--- start of TEXT SHOWN ---

TO LAN switch or bridge blocks DHCP replies intermittently

Xiche · June 20, 2020, 4:49pm

I have a fairly simple setup where I have the Turris Omnia (@TOS 5.0.1) configured as a “dumb AP” along with another AP to cover a different part of the house. Both, along with my DHCP server, are attached to a managed switch (Cisco SG300). Every time my phone roams/reassociates from the other AP to the TO AP, it will be unable to receive a DHCP lease for a few minutes (stuck in “Obtaining IP address”). I have verified in these scenarios that:

The DHCP server is seeing the requests and responding.
The switch port the TO is attached to is seeing both the DHCP requests and replies (by way of port monitoring/mirroring).
The bridge interface on the TO (br-lan) is seeing only the DHCP requests.

So that means that the DHCP replies are getting lost somewhere between the external switch and the bridge interface on the TO, which pretty much just leaves the TO’s internal switch. My wild guess is that the TO’s internal switch or the associated DSA-backed Linux bridge is doing some MAC learning/filtering and is letting the DHCP request through as it has a broadcast MAC target, but blocking the targeted reply as it thinks that MAC lives elsewhere until its entry times out after a few minutes.

(This is potentially similar to TO in dumb AP mode does not relay DHCP to WLAN clients)

anon82920800 · June 20, 2020, 5:01pm

roughly 5 min? Then you might have run into an issue that others have observed

There appears to be a (communication) gap between the kernel’s bridge FDB and the switch’s MAC address database (Address Translation Unit (ATU))

Xiche · June 20, 2020, 5:15pm

Last attempt was almost exactly 4 minutes, but yeah - about 5 minutes. I could see in bridge fdb show that the MAC address was showing up twice during the broken time:

# bridge fdb | grep 1a:2b:3c:4d:5e:6f
1a:2b:3c:4d:5e:6f dev lan0 vlan 1 self 
1a:2b:3c:4d:5e:6f dev wlan0 master br-lan

When it started working again, the MAC address showed up with only a single entry like so:

1a:2b:3c:4d:5e:6f dev wlan1 master br-lan

(The wlan0 vs wlan1 is probably because it will switch freely between the two.)

anon82920800 · June 20, 2020, 5:32pm

This entry is from the time when the device been connected to the other AP (which presumably routes through the SG300)

And then

when the device roamed to the TO’s AP.

The problem is that the TO’s switch is unaware of upstream interfaces as neither DSA driver or the bridge driver appear to be communicating with

The ATU is only aware of the switch’s downstream ports, thus once a client roams to a port upstream of the TO’s switch the switch does not know what to do with the packets (does not have connection tracking) and drops them and therefore

until the ATU’s ageing period clears the client’s MAC. This user leverages a workaround

Xiche · June 20, 2020, 6:05pm

Thanks a lot for the pointers and explanation. It seems like for my use case, I’d be better off just bridging the WAN port to the WLAN interfaces and connecting that to the external switch to avoid the internal switch altogether.

--- end of TEXT SHOWN ---

▶ [PROBLEM 1]: In the thread, what model is the managed switch that connects both access points and the DHCP server?
▶ [PROBLEM 2]: Using the thread, explain how the original poster concludes that the DHCP replies are lost between the external switch and the bridge interface on the Turris Omnia.

--- start of ENTRIES SUPPLIED ---

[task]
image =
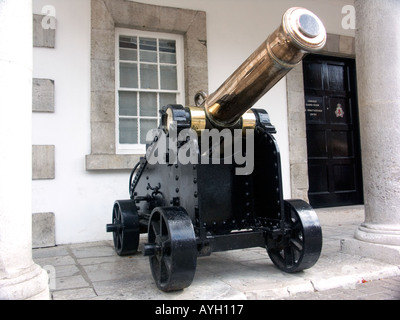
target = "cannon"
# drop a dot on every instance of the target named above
(193, 194)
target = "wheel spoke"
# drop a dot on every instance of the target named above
(289, 257)
(156, 228)
(296, 244)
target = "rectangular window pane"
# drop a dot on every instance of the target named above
(167, 51)
(145, 126)
(128, 75)
(128, 54)
(168, 77)
(167, 98)
(127, 103)
(128, 42)
(148, 76)
(148, 50)
(128, 131)
(148, 104)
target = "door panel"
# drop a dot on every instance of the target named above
(333, 142)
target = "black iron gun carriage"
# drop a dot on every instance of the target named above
(199, 196)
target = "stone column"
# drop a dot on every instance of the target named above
(378, 77)
(20, 277)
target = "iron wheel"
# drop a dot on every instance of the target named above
(300, 245)
(172, 248)
(125, 227)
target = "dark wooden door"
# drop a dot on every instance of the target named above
(333, 141)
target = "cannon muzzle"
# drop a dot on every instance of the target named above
(301, 32)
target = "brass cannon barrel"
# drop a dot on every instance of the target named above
(300, 32)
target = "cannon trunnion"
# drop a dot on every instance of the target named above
(193, 208)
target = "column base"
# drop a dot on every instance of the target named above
(375, 241)
(29, 284)
(379, 234)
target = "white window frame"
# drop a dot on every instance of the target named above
(180, 92)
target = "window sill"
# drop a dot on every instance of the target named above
(95, 162)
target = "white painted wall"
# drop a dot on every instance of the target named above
(82, 200)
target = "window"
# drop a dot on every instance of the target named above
(149, 75)
(108, 16)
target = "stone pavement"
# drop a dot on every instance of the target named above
(94, 271)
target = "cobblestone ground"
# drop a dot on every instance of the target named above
(384, 289)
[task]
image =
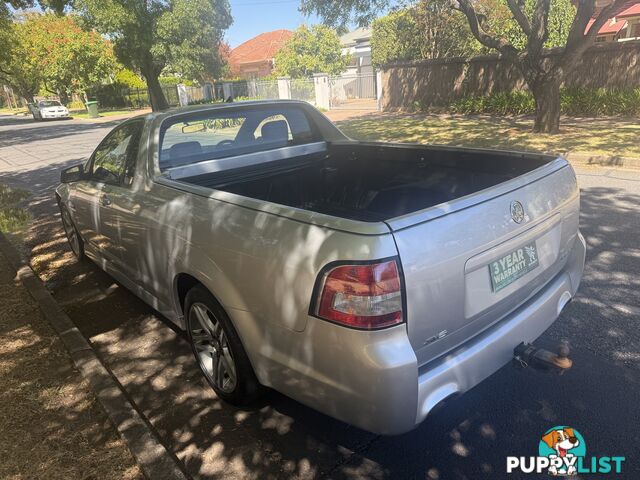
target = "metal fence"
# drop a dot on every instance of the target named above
(110, 96)
(353, 91)
(264, 89)
(303, 89)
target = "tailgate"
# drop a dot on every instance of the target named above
(447, 252)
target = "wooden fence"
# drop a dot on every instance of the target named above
(440, 81)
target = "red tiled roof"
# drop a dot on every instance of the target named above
(609, 28)
(631, 11)
(260, 48)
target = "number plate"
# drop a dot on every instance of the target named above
(511, 267)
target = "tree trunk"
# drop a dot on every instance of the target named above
(546, 92)
(64, 97)
(158, 102)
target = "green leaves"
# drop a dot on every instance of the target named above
(311, 50)
(428, 29)
(150, 35)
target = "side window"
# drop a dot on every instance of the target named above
(272, 123)
(116, 155)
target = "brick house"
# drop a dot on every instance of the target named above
(623, 27)
(254, 58)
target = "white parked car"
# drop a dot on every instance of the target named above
(46, 109)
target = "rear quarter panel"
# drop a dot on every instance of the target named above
(445, 260)
(250, 260)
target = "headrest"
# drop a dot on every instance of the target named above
(184, 149)
(275, 131)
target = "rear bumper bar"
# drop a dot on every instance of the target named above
(466, 367)
(371, 379)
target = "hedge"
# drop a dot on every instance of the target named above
(576, 102)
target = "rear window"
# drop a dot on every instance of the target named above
(217, 134)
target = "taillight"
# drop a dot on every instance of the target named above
(367, 296)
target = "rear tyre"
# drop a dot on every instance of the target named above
(218, 350)
(73, 236)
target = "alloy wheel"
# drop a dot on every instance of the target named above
(212, 348)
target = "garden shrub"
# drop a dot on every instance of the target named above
(577, 102)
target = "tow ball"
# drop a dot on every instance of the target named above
(527, 355)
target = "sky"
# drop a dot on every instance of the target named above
(252, 17)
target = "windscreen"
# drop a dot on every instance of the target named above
(226, 132)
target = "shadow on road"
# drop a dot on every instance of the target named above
(280, 438)
(25, 129)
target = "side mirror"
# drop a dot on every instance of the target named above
(72, 174)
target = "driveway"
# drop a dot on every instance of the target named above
(279, 438)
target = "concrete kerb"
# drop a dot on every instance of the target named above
(155, 461)
(602, 160)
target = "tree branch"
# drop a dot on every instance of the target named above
(500, 44)
(516, 9)
(539, 30)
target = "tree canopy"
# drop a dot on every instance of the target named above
(71, 59)
(53, 52)
(519, 30)
(311, 50)
(181, 36)
(19, 61)
(428, 29)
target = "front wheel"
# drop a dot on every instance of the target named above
(73, 237)
(218, 350)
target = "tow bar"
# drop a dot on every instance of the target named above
(527, 355)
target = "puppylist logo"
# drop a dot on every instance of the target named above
(563, 451)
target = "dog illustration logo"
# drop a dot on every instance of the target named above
(562, 445)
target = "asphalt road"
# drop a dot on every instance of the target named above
(467, 439)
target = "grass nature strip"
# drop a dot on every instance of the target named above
(13, 218)
(605, 136)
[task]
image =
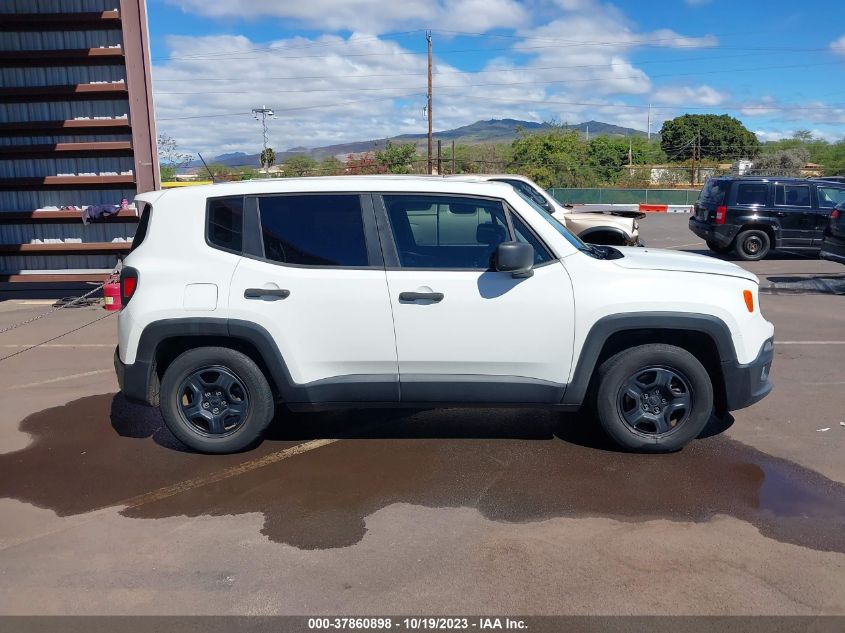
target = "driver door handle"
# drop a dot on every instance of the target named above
(421, 296)
(267, 294)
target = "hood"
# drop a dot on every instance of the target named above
(662, 259)
(581, 221)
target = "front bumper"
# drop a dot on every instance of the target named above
(833, 249)
(721, 234)
(747, 384)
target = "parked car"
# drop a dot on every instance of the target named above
(833, 242)
(607, 227)
(753, 215)
(354, 292)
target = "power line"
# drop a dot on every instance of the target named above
(464, 72)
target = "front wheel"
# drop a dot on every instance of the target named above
(216, 400)
(653, 398)
(752, 245)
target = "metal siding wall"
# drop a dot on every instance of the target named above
(50, 140)
(60, 76)
(56, 198)
(58, 40)
(63, 110)
(14, 264)
(107, 231)
(56, 6)
(133, 16)
(39, 167)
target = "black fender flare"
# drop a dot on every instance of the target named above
(607, 326)
(140, 381)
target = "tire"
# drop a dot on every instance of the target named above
(216, 400)
(752, 245)
(675, 425)
(718, 249)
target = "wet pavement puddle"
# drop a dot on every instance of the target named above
(513, 465)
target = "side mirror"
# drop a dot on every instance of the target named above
(516, 258)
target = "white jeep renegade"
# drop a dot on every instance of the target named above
(352, 292)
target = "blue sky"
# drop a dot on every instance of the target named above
(344, 70)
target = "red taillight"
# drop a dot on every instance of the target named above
(128, 284)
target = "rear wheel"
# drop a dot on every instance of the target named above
(216, 400)
(752, 245)
(716, 248)
(653, 398)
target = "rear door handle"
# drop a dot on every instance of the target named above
(421, 296)
(267, 294)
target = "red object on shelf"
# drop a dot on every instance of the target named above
(111, 293)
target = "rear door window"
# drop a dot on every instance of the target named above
(446, 231)
(792, 195)
(751, 193)
(143, 227)
(715, 191)
(313, 230)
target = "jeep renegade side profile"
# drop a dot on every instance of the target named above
(349, 292)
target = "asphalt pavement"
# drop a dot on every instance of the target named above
(507, 511)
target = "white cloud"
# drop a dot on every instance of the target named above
(332, 89)
(688, 95)
(372, 16)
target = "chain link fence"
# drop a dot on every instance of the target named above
(624, 196)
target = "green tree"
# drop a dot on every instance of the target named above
(299, 165)
(332, 166)
(557, 158)
(170, 159)
(721, 137)
(397, 158)
(215, 171)
(268, 158)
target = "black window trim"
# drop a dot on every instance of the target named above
(208, 241)
(388, 242)
(252, 223)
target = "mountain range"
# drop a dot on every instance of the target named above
(492, 131)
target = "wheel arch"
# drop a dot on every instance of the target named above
(163, 341)
(705, 336)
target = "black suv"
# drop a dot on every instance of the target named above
(752, 215)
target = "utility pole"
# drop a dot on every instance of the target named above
(428, 108)
(264, 112)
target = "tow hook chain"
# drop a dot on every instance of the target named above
(52, 310)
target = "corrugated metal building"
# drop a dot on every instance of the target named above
(76, 129)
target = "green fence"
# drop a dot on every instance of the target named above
(624, 196)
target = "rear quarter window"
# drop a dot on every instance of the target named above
(715, 191)
(143, 227)
(224, 223)
(748, 193)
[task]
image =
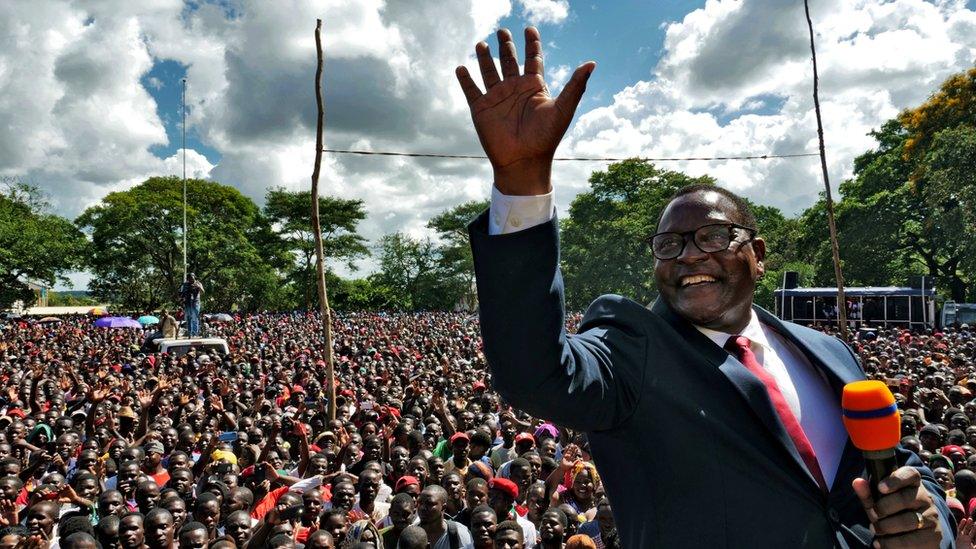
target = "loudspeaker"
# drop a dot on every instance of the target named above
(792, 280)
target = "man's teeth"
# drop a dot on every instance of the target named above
(696, 279)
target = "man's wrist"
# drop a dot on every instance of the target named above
(530, 177)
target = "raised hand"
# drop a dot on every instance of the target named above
(966, 534)
(9, 515)
(517, 120)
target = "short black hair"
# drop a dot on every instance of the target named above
(743, 214)
(510, 525)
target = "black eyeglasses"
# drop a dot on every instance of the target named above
(712, 238)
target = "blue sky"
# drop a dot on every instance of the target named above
(91, 92)
(593, 30)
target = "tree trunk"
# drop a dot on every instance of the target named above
(317, 229)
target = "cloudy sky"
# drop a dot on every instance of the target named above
(90, 91)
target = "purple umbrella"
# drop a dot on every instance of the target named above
(117, 322)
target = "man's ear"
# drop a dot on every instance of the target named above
(759, 250)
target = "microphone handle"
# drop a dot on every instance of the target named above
(880, 464)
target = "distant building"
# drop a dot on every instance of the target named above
(41, 293)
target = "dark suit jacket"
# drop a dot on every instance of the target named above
(691, 452)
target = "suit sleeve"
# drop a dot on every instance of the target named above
(590, 381)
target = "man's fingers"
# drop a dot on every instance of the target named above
(906, 521)
(489, 74)
(903, 477)
(533, 52)
(572, 92)
(928, 537)
(908, 499)
(506, 54)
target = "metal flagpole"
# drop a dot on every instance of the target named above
(184, 179)
(185, 269)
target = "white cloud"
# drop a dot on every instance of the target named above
(82, 124)
(556, 78)
(545, 11)
(735, 78)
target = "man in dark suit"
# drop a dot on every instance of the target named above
(713, 424)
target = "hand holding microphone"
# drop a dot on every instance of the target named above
(900, 509)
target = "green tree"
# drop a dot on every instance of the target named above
(781, 235)
(951, 106)
(35, 245)
(891, 226)
(412, 271)
(456, 260)
(136, 250)
(604, 240)
(291, 213)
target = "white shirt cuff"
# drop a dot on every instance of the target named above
(509, 213)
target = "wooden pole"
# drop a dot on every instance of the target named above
(317, 229)
(835, 247)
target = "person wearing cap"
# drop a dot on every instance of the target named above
(191, 292)
(443, 533)
(502, 495)
(702, 363)
(505, 451)
(459, 462)
(152, 464)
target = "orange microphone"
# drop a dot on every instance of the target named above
(873, 422)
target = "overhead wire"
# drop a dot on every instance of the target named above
(576, 159)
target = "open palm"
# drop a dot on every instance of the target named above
(518, 122)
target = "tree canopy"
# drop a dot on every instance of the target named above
(35, 245)
(290, 213)
(136, 245)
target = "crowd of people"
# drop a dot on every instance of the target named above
(106, 443)
(103, 443)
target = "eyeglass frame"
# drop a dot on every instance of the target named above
(684, 239)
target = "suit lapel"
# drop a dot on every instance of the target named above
(749, 387)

--- end of ENTRIES SUPPLIED ---

▶ [EXERCISE RESULT 1]: A Cisco SG300.

▶ [EXERCISE RESULT 2]: The DHCP server sees the requests and responds, and port mirroring shows that the switch port the Turris Omnia is attached to carries both the requests and the replies. The Turris Omnia's bridge interface (br-lan), however, sees only the requests, so the replies disappear somewhere between the external switch and br-lan, which leaves the Turris Omnia's internal switch.